= DIRECTIVE =
Exactly as written, retype the listing below, omitting the pictures.

[Collected data entries]
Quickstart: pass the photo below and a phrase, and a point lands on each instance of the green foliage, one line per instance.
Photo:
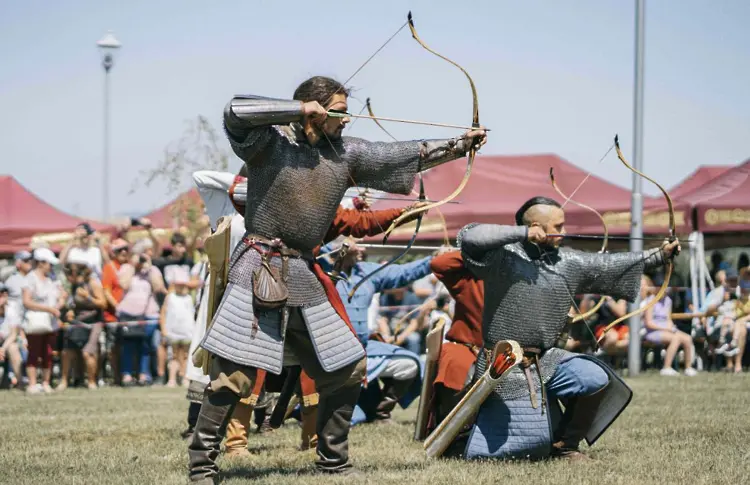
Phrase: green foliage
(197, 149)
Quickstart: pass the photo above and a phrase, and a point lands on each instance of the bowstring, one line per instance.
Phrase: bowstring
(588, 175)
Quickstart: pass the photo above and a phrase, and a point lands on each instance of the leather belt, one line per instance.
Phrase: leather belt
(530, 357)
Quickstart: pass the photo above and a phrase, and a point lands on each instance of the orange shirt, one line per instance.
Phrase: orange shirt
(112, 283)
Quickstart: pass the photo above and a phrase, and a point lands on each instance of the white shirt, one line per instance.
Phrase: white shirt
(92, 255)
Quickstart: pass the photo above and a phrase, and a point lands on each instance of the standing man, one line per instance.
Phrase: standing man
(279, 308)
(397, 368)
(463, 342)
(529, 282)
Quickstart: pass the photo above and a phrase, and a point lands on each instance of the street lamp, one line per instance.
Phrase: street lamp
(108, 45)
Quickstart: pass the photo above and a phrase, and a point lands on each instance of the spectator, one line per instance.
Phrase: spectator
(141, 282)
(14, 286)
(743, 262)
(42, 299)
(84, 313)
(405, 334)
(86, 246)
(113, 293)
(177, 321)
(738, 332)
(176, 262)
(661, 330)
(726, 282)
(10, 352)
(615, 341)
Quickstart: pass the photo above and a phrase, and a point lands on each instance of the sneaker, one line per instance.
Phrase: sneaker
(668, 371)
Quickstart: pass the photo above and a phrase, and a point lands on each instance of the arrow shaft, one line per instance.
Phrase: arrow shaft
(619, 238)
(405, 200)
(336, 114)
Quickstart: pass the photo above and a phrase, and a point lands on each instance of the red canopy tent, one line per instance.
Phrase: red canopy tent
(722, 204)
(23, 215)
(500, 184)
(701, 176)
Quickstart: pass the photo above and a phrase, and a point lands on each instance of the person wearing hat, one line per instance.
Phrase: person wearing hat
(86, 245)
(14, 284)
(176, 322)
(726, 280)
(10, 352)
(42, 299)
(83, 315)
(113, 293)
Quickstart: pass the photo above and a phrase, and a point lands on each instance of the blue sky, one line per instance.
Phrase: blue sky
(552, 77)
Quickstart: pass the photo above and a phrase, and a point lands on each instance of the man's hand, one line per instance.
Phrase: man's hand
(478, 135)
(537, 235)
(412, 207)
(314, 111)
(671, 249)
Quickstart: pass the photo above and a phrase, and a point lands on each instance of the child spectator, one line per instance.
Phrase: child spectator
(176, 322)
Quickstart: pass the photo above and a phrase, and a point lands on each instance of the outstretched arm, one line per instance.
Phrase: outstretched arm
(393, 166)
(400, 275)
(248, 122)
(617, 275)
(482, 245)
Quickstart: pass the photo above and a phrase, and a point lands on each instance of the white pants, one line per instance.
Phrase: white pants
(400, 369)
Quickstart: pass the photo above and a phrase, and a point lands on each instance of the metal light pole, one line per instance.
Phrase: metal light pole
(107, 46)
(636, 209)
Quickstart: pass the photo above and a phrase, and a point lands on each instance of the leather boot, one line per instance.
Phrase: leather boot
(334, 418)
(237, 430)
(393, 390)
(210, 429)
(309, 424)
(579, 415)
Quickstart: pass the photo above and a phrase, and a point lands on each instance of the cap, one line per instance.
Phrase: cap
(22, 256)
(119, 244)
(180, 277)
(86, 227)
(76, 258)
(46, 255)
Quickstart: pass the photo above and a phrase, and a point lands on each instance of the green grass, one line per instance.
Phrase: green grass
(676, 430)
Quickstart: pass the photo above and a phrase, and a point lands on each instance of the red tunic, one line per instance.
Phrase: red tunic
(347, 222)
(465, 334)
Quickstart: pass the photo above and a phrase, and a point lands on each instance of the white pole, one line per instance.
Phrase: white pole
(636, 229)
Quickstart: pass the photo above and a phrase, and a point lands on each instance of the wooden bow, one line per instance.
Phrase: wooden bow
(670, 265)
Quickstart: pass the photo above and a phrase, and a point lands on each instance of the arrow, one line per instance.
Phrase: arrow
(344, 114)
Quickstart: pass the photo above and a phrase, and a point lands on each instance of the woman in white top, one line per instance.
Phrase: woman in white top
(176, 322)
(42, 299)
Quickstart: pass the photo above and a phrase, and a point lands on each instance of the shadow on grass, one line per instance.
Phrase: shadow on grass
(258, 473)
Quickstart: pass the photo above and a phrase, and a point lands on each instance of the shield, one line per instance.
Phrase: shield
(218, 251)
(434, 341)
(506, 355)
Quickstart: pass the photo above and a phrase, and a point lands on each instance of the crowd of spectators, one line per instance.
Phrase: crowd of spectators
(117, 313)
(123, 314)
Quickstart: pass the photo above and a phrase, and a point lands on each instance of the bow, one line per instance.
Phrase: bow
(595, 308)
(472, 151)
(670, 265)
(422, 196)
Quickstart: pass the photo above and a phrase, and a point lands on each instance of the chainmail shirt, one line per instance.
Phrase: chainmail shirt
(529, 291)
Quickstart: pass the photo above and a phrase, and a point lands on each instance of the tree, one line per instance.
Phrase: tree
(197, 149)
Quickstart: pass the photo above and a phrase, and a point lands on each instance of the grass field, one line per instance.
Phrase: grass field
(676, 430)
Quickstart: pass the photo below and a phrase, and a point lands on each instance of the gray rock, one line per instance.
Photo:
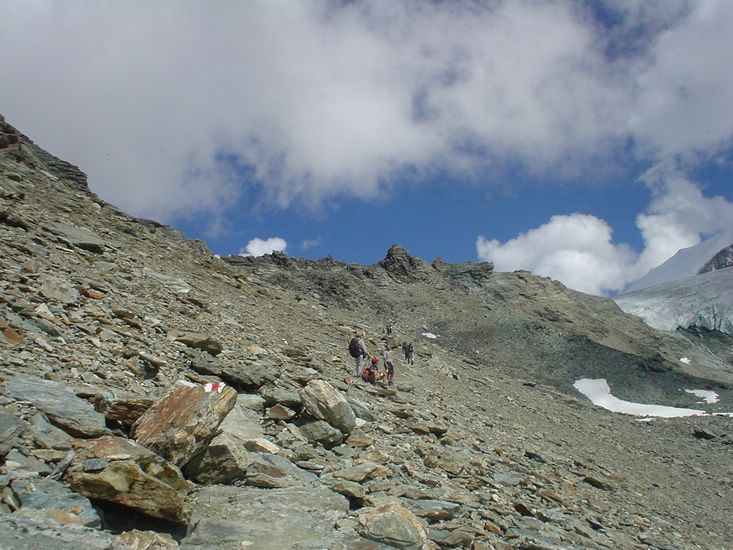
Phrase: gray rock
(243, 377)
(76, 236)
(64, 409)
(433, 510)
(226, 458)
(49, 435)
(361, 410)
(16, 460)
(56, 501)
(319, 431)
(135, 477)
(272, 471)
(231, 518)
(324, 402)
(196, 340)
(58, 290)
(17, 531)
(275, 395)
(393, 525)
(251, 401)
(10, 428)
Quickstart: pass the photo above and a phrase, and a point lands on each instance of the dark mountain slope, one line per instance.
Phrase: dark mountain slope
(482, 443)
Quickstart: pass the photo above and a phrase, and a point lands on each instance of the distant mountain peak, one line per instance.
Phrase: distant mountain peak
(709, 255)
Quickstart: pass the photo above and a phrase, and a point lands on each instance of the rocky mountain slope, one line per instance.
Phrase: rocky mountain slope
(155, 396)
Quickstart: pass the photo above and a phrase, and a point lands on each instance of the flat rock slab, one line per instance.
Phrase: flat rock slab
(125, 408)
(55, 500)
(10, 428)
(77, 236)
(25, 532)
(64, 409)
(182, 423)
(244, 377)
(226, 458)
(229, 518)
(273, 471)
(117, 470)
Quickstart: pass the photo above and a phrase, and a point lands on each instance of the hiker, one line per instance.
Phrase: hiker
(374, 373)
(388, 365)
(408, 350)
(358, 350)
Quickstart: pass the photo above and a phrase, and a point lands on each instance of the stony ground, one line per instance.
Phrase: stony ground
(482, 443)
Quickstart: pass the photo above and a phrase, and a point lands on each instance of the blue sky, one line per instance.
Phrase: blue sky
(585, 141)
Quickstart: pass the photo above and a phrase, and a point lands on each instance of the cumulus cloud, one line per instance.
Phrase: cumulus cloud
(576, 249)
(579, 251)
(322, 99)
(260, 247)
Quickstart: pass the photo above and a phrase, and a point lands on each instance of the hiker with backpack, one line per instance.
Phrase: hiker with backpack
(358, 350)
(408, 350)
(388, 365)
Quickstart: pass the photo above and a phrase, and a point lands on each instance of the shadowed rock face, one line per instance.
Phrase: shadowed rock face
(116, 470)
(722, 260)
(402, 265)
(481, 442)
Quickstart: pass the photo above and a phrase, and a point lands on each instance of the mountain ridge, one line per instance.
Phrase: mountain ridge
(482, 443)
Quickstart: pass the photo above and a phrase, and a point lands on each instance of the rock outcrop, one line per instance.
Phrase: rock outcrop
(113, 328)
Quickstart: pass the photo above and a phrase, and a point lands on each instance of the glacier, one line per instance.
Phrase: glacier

= FINAL RESULT =
Quickstart: pass the photo below and a phrase, and a point lands on each instance of the green foliage, one line per instance.
Photo:
Phrase: green foliage
(197, 149)
Quickstart: pass the photo above and a phrase, and a point lands on each instance of the bowstring, one line per instance.
Phrase: bowstring
(588, 175)
Quickstart: pass the photo above and a phrase, and a point lands on each instance of the leather belt, one line per instance.
Phrase: leather belt
(530, 357)
Quickstart: pass the photo above and a phrase, and a point lands on each instance of the orange shirt, one line per instance.
Phrase: orange shirt
(112, 283)
Quickstart: pass the photo above and a phrase, and a point lands on each instance of the white shirt, one line per instance.
Phrase: white shirt
(92, 255)
Quickstart: pass the photo above and a phrase, and a point lands on each instance of the standing man, one line per instance.
Phrase: standing man
(279, 308)
(397, 368)
(463, 342)
(529, 282)
Quickstart: pass the photo above and a phrase, and a point lands on each instance of the street lamp, one line per instance.
Phrase: street lamp
(108, 45)
Quickstart: pass the photo above and a phrase, and a point lands on each instance of the spectator, one line per instance.
Phrase: spectator
(141, 282)
(14, 286)
(743, 262)
(42, 299)
(84, 313)
(405, 334)
(86, 246)
(113, 293)
(177, 321)
(738, 332)
(176, 262)
(661, 330)
(726, 282)
(10, 352)
(615, 341)
Quickstart: pass the photo above and a phrase, and a point lands on each instance of the sneaker, one line per instance.
Phrase: sneaker
(668, 371)
Quickstart: pass the photo above and a phrase, and a point lands on each instance of the arrow shaft, one line per instance.
Phrase: arrow shaft
(619, 238)
(405, 200)
(336, 114)
Quickstart: pass the photo above and a phrase, and a point lands on each instance of the red canopy tent, one line per instance.
Phrase: red canopy tent
(722, 204)
(23, 215)
(500, 184)
(701, 176)
Quickstart: pass the photo above and a phrase, and a point lands on each instance of the person wearing hat, one line per instance.
Phrase: person wearing hat
(86, 245)
(14, 284)
(176, 322)
(726, 280)
(10, 352)
(42, 299)
(83, 315)
(113, 293)
Quickstart: pass the photo above and a phrase, and a point lands on each instance of the blue sky, one line per instance.
Phrase: blue sky
(552, 77)
Quickstart: pass the photo above and a phrase, and a point lands on each instance of the man's hand, one line per instance.
Phrase: man's hand
(478, 135)
(537, 235)
(412, 207)
(314, 111)
(671, 249)
Quickstart: pass the photo above and a phrase, and a point lands on each instance of the child spectator, one line per instance.
Phrase: child spectator
(176, 322)
Quickstart: pass the photo above and a phrase, and a point lands on each instance of the outstretched arm, one line per instance.
Phrase: outstretched arm
(393, 166)
(400, 275)
(248, 122)
(617, 275)
(482, 245)
Quickstart: pass the photo above and a phrase, and a point lands on each instance of the white pants, one line per instance.
Phrase: white pants
(400, 369)
Quickstart: pass the photo above and a phrase, and a point lands on each instance of the metal light pole, one line per instance.
Phrase: metal light pole
(107, 46)
(636, 209)
Quickstart: pass the photo above and a phrase, and a point lands on each instance of the leather boot, one line per instance.
Phrase: leather boot
(334, 418)
(237, 430)
(393, 390)
(210, 429)
(309, 424)
(579, 415)
Quickstart: pass the photo above and a phrase, and a point lands on each instance of the cap, one line per instance.
Phrase: cap
(22, 256)
(119, 244)
(180, 277)
(86, 227)
(76, 258)
(46, 255)
Quickstart: pass the photo above and a phrase, and a point lands on each instance of the green grass, one line per instance.
Phrase: green grass
(676, 430)
Quickstart: pass the photo above and a phrase, and a point lands on each instance of the red tunic, one line per instance.
Phrase: red tunic
(347, 222)
(465, 334)
Quickstart: pass the photo above and a phrase, and a point lands on each instance of the white pole, one line per instance.
Phrase: white pole
(636, 229)
Quickstart: pass the photo above and a phrase, and a point lands on each instance of the wooden bow, one line per instance.
Phrase: wooden bow
(670, 265)
Quickstart: pass the photo above and a phrase, and a point lands on each instance of the arrow, one line per instance.
Phrase: arrow
(344, 114)
Quickstart: pass the photo above and a phrase, and a point lands on each instance of the woman in white top, one line per instance.
Phrase: woman in white top
(176, 322)
(42, 299)
Quickstart: pass the photo above and a phrase, and a point lands on each instance of the shadow on grass, one line per instance.
Phrase: shadow on grass
(258, 473)
Quickstart: pass the photo above and a phrase, and a point lands on each instance of the shield, one line per instance.
Phrase: shield
(218, 251)
(434, 341)
(506, 355)
Quickstart: pass the photo above and a phrase, and a point lands on each instance of the crowd of spectators, one line per instance.
Phrase: crowd of spectators
(117, 313)
(123, 314)
Quickstart: pass the photo above and a phrase, and a point lands on each instance of the bow, one line per instance.
Phrase: bow
(595, 308)
(472, 151)
(670, 265)
(422, 196)
Quickstart: pass the photo above and a phrase, and a point lands on each instance of the chainmail shirt, one line per instance.
Phrase: chainmail shirt
(529, 291)
Quickstart: pass the photo above and a phrase, and a point lands on each instance of the tree, one line per instance.
Phrase: tree
(197, 149)
Quickstart: pass the photo above and a phrase, and a point lands on each instance of the grass field, one line per instance.
Phrase: grass field
(676, 430)
Quickstart: pass the photo below and a phrase, and a point lands on each instance of the gray rock, one line per instance.
Photo:
Phrase: gray rock
(243, 377)
(76, 236)
(64, 409)
(433, 510)
(226, 458)
(49, 435)
(361, 410)
(16, 460)
(56, 501)
(319, 431)
(135, 477)
(272, 471)
(231, 518)
(324, 402)
(196, 340)
(58, 290)
(17, 531)
(275, 395)
(393, 525)
(251, 401)
(10, 428)
Quickstart: pass the photo above and a phrase, and a point lands on each instance of the dark mountain slope, one line per instance.
Phrase: dark mountain slope
(482, 443)
Quickstart: pass the photo above and a phrase, and a point lands on each instance of the distant mountain peak, one line per instance.
Phrase: distant mountain peak
(709, 255)
Quickstart: pass the photo above and a phrase, and a point lands on each instance of the rocky mountain slope, one line per instance.
Phrase: rocky mountain slope
(155, 396)
Quickstart: pass the photo above and a phrase, and a point lands on each instance of the flat rock slab, one line per instance.
Phrase: flat rock slab
(125, 408)
(55, 500)
(10, 428)
(77, 236)
(25, 532)
(64, 409)
(182, 423)
(244, 377)
(226, 458)
(229, 518)
(273, 471)
(117, 470)
Quickstart: pass the photo above and a phrase, and a point lands on each instance of the hiker, one line per instance.
Phrase: hiker
(374, 373)
(388, 365)
(408, 350)
(358, 350)
Quickstart: pass the photo above and a phrase, and a point lands on each instance of the stony ground, one line per instance.
Phrase: stony ground
(482, 443)
Quickstart: pass the photo above and a phrase, and a point lands on each instance of the blue sky, one line per instance.
Phrase: blue sky
(585, 141)
Quickstart: pass the photo above and a phrase, and a point lands on each instance of the cumulus cloud, one line per instance.
Phrase: cumulus cloud
(576, 249)
(579, 251)
(322, 99)
(260, 247)
Quickstart: pass the photo above and a phrase, and a point lands on each instance of the hiker with backpack, one line per instance.
Phrase: hiker with backpack
(358, 350)
(408, 350)
(388, 365)
Quickstart: pass the photo above and a phrase, and a point lands on each instance of the shadowed rock face, one line per instance.
Phrase: shadowed rock face
(116, 470)
(722, 260)
(402, 265)
(481, 442)
Quickstart: pass the photo above and a phrase, and a point lands on each instance of the mountain ridge, one line per instance.
Phrase: mountain ridge
(482, 443)
Quickstart: pass the photo above and a phrase, and a point lands on each instance of the rock outcrop, one line per instance.
Phrase: rock outcrop
(113, 328)
Quickstart: pass the photo above and a phrase, and a point lands on each instance of the glacier, one line per instance.
Phrase: glacier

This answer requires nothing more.